Extract every one of the entries below, reproducing each line verbatim and unchanged.
====
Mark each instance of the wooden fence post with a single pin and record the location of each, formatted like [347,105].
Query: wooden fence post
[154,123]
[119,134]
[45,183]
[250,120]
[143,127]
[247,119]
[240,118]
====
**COMPLETE OUTPUT**.
Mark each instance of the wooden fence post with a single pin and record the location of each, formatted like [347,105].
Query: wooden fence post
[154,123]
[119,134]
[45,183]
[250,120]
[143,127]
[247,119]
[240,118]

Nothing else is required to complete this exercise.